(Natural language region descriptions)
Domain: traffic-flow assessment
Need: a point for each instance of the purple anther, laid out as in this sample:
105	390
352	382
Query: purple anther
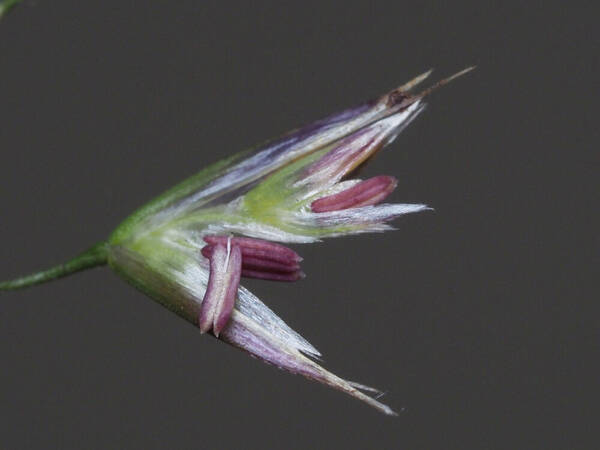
223	282
260	259
368	192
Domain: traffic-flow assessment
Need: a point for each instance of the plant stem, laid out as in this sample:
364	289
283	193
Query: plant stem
94	256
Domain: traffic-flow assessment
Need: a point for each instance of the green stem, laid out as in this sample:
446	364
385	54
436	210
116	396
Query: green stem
94	256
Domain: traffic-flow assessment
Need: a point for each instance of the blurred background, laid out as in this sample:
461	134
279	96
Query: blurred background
476	319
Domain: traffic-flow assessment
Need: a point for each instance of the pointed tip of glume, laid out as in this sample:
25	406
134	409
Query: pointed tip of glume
444	81
415	81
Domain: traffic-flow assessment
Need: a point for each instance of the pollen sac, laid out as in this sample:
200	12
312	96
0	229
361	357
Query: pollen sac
368	192
223	282
260	259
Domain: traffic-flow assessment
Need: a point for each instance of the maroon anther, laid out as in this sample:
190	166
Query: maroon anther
260	259
368	192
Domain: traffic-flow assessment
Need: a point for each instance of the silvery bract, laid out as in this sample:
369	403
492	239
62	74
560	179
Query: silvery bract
231	219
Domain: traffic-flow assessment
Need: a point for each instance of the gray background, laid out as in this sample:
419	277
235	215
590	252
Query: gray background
476	319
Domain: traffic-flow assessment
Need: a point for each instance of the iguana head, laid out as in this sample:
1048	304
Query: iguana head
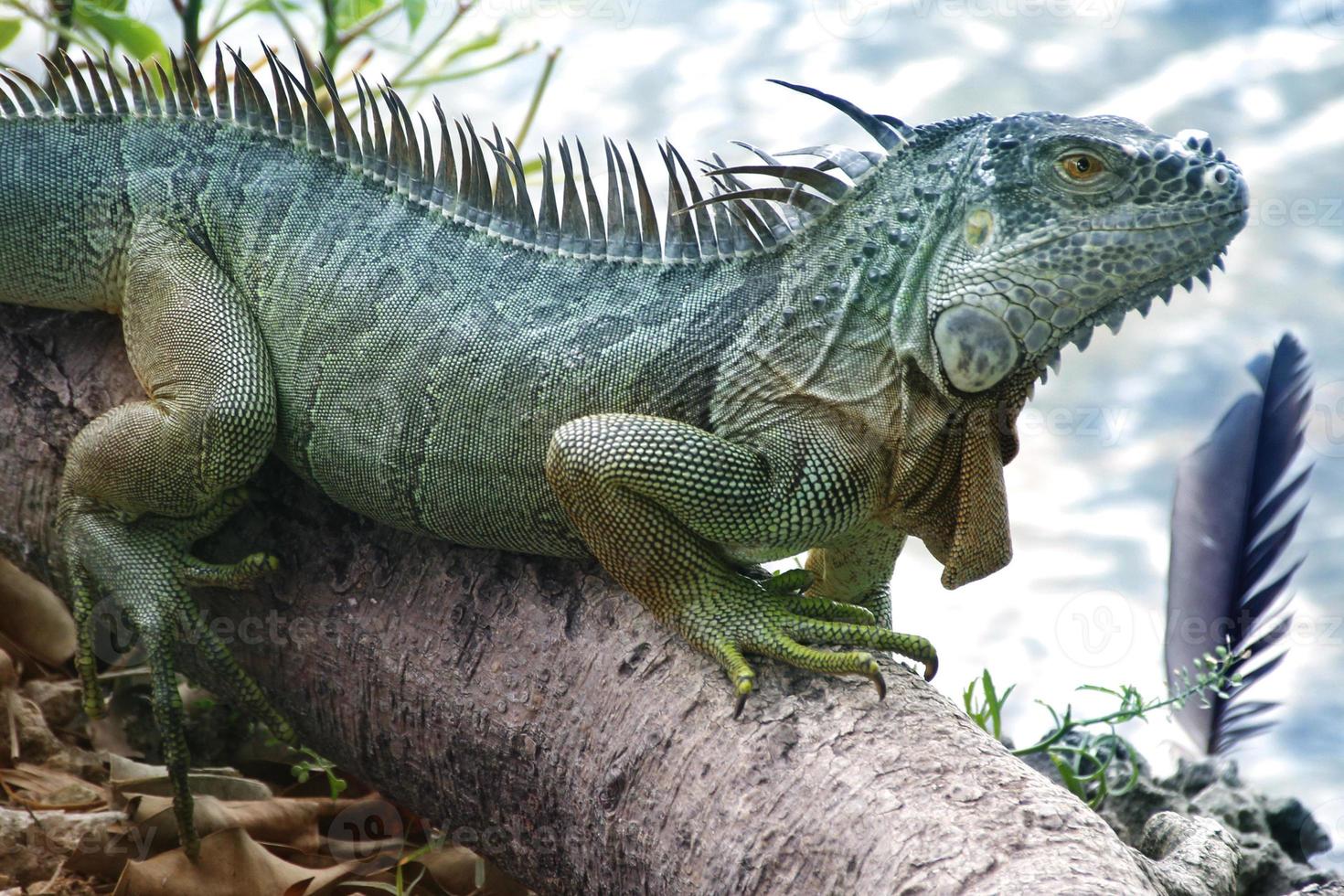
1063	225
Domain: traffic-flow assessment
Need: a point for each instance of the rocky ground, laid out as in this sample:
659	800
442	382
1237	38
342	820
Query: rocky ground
1277	836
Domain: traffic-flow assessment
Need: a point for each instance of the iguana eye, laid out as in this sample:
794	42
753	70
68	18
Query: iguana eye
1081	165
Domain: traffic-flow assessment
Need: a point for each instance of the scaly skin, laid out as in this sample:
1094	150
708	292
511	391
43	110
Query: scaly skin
431	354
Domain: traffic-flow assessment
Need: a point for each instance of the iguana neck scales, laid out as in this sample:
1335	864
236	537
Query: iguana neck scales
826	363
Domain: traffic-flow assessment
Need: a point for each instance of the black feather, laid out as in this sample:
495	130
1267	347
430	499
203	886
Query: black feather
1224	540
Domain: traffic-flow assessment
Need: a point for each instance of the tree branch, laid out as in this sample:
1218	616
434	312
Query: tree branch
538	715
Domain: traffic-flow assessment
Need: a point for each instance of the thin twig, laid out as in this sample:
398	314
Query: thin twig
537	96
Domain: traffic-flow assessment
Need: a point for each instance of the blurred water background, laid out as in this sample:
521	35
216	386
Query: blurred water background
1090	492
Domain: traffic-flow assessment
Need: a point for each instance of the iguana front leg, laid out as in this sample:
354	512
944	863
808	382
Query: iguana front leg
858	569
657	500
148	478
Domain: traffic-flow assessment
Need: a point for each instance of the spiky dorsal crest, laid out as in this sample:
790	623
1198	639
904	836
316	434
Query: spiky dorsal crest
732	220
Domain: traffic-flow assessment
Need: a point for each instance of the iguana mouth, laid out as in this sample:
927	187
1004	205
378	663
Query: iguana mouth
978	347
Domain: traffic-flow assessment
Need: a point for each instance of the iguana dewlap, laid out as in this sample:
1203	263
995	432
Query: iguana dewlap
824	361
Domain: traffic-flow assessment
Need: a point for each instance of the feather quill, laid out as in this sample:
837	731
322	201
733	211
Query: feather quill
1227	534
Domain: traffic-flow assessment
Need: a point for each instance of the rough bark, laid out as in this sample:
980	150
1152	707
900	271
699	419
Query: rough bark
535	712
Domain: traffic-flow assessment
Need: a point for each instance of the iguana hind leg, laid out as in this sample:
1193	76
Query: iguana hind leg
657	498
858	569
148	478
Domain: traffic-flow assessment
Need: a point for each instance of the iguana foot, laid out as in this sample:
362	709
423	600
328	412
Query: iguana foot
143	570
773	618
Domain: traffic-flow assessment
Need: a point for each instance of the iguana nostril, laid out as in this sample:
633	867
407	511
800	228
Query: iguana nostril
975	347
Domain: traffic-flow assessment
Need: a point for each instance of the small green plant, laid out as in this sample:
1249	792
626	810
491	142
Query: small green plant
305	767
1094	764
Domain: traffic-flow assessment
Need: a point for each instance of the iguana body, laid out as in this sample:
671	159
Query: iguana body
828	366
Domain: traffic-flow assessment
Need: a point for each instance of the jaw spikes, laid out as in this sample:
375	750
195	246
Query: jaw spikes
1115	317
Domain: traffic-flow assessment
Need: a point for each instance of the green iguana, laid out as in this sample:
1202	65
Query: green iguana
827	364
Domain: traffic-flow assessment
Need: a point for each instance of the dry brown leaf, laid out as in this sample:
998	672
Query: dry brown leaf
456	868
131	778
43	787
231	864
35	618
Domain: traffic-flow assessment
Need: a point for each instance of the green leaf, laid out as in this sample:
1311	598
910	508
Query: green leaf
139	39
414	12
8	31
475	45
347	12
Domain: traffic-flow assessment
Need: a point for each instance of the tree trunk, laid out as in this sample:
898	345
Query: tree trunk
540	716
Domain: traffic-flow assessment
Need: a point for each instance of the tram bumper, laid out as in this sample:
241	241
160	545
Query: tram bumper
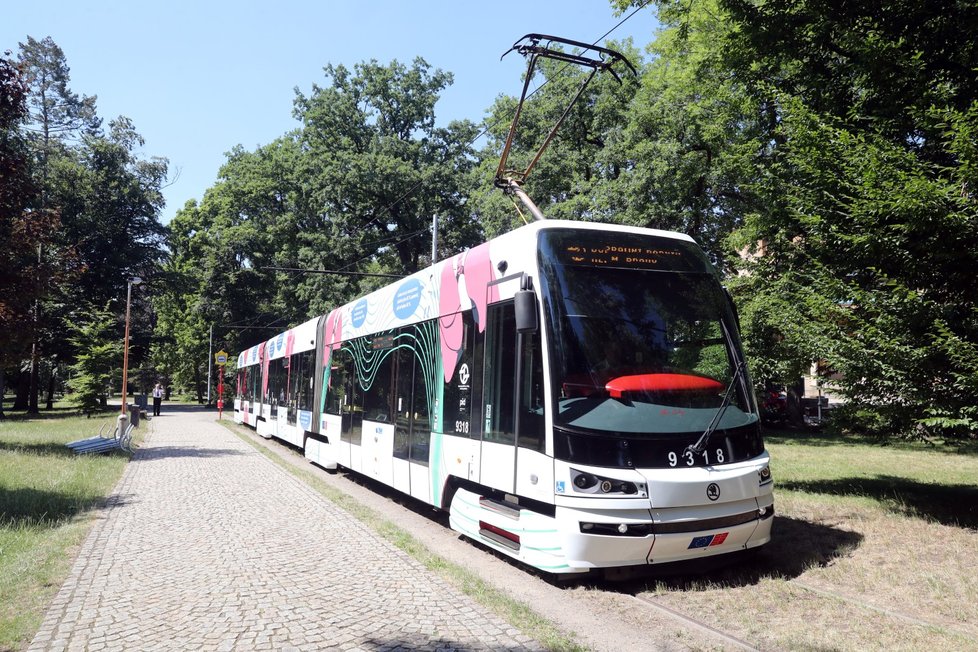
619	538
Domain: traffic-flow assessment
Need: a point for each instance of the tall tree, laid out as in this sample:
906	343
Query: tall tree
379	167
865	214
98	353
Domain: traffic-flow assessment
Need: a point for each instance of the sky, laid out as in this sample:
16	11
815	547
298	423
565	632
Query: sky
198	77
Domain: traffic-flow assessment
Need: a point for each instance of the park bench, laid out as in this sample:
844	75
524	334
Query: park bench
102	443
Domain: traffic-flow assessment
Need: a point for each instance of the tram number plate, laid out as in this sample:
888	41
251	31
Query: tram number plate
688	458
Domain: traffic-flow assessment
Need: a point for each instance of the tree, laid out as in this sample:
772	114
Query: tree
576	176
98	353
96	202
865	213
379	168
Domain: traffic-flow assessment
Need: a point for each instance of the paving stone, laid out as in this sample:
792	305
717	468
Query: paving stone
207	544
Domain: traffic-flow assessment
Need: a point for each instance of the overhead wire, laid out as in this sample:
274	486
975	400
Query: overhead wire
486	129
293	274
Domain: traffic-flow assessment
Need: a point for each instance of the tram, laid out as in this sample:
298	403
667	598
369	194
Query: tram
573	394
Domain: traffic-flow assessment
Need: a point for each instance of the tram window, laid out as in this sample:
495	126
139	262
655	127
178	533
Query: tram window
348	395
378	397
300	390
531	433
403	361
500	370
457	394
336	391
421	428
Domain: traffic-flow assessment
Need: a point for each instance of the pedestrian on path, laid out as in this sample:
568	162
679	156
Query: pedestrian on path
157	399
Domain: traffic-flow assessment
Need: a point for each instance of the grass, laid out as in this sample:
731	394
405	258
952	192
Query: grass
46	497
874	548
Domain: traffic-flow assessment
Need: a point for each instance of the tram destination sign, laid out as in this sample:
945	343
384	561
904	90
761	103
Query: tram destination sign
624	251
619	256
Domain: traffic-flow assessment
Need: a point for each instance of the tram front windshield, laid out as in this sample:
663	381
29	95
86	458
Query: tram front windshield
642	338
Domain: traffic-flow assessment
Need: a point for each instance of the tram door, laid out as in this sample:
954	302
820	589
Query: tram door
498	456
513	439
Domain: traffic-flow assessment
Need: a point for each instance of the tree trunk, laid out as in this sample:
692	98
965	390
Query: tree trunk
50	401
197	384
33	384
23	386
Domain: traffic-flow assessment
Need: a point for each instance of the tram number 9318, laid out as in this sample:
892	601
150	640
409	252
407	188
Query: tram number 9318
688	458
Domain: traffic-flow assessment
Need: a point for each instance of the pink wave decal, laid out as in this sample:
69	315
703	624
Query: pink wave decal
332	336
264	371
450	325
289	342
479	273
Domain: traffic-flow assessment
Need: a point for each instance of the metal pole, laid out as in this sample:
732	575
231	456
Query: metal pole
125	352
434	238
210	350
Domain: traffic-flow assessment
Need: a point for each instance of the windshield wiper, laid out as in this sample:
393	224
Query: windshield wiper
704	439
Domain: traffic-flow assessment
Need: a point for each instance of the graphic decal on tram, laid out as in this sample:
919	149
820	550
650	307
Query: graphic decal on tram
574	395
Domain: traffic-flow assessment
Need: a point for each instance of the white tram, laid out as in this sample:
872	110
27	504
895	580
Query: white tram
573	394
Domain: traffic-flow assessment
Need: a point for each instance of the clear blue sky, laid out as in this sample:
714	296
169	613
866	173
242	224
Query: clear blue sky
198	77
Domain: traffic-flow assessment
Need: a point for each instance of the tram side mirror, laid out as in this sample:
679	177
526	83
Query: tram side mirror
526	311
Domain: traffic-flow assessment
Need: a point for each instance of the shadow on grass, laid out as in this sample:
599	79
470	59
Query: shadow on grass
948	504
825	438
166	452
61	412
52	449
32	508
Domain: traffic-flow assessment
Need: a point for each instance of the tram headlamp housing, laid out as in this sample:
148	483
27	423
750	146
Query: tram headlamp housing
764	475
590	483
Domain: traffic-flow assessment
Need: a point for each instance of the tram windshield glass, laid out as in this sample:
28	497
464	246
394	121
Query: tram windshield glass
643	341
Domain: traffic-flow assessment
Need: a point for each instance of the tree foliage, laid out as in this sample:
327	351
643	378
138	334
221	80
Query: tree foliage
98	354
81	209
860	215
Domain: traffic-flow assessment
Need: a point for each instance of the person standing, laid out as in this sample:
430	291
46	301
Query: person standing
157	399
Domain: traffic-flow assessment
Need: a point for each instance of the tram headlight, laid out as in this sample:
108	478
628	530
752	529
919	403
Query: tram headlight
764	475
590	483
583	480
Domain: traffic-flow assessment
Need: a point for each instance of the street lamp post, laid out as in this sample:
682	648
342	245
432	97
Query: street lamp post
124	414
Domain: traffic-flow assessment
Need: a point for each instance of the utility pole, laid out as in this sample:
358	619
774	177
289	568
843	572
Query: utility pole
210	351
434	238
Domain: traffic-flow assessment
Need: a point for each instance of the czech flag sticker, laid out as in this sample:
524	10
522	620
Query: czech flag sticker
708	541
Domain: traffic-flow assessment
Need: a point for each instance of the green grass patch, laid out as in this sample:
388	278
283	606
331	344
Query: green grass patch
916	479
46	495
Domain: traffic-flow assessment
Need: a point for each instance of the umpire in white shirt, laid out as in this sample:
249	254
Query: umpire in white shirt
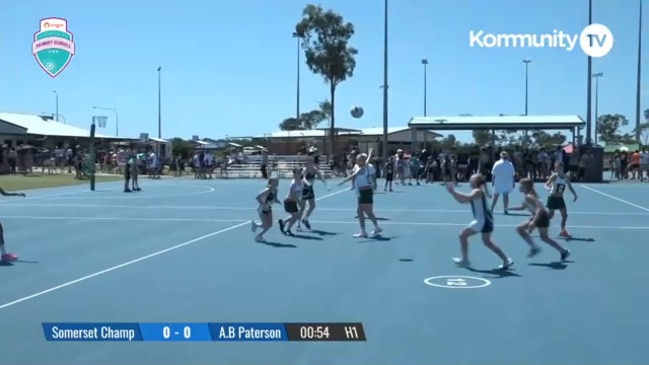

### Work instructions
After reading the records above, say how many lines hold the string "shirt", using only a number.

### Expected output
2